Passage given ▸
··········
China has doubled down on its stance on cryptocurrency, moving to block firms from issuing digital currencies abroad. The country’s central bank, along with seven other agencies, said in a joint directive that firms based in China cannot issue cryptocurrencies or yuan-linked stablecoins overseas without permission from the authorities.

In the directive, identified as Yinfa [2026] No. 42, authorities said that the stablecoins tied to fiat currency can act like money in everyday transactions, which is why they must be closely supervised.

Authorities reinforce ban on crypto activities

The notice repeats China’s long-standing position that virtual currencies such as Bitcoin, Ethereum, and Tether are not the same as official money. Regulators said these digital assets are created by private groups and rely on blockchain technology instead of government support. 

Because of this, they do not have the same legal status as fiat currency and cannot be used as official payment tools in the country. Authorities warned that any business dealing with virtual currency trading or services may be treated as illegal financial activity under Chinese law.

The regulators further listed several banned activities linked to cryptocurrencies. These include changing traditional money into digital currency, trading one crypto asset for another, acting as a middleman in crypto transactions, and offering price or information services related to crypto trading. The notice said these actions may involve illegal fundraising or unapproved securities sales.
··········
Dataset section ▸

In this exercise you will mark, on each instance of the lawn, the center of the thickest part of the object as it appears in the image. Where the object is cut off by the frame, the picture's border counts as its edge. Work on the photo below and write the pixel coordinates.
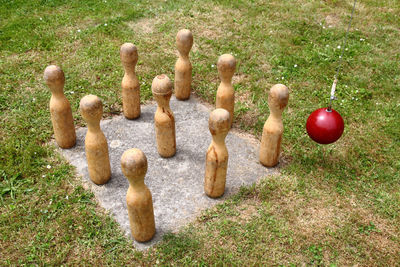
(330, 205)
··········
Problem to work on ▸ Can you copy out the entire article on China's cryptocurrency crackdown word for word? Work only from the article on China's cryptocurrency crackdown.

Problem solution ▸
China has doubled down on its stance on cryptocurrency, moving to block firms from issuing digital currencies abroad. The country’s central bank, along with seven other agencies, said in a joint directive that firms based in China cannot issue cryptocurrencies or yuan-linked stablecoins overseas without permission from the authorities.

In the directive, identified as Yinfa [2026] No. 42, authorities said that the stablecoins tied to fiat currency can act like money in everyday transactions, which is why they must be closely supervised.

Authorities reinforce ban on crypto activities

The notice repeats China’s long-standing position that virtual currencies such as Bitcoin, Ethereum, and Tether are not the same as official money. Regulators said these digital assets are created by private groups and rely on blockchain technology instead of government support. 

Because of this, they do not have the same legal status as fiat currency and cannot be used as official payment tools in the country. Authorities warned that any business dealing with virtual currency trading or services may be treated as illegal financial activity under Chinese law.

The regulators further listed several banned activities linked to cryptocurrencies. These include changing traditional money into digital currency, trading one crypto asset for another, acting as a middleman in crypto transactions, and offering price or information services related to crypto trading. The notice said these actions may involve illegal fundraising or unapproved securities sales.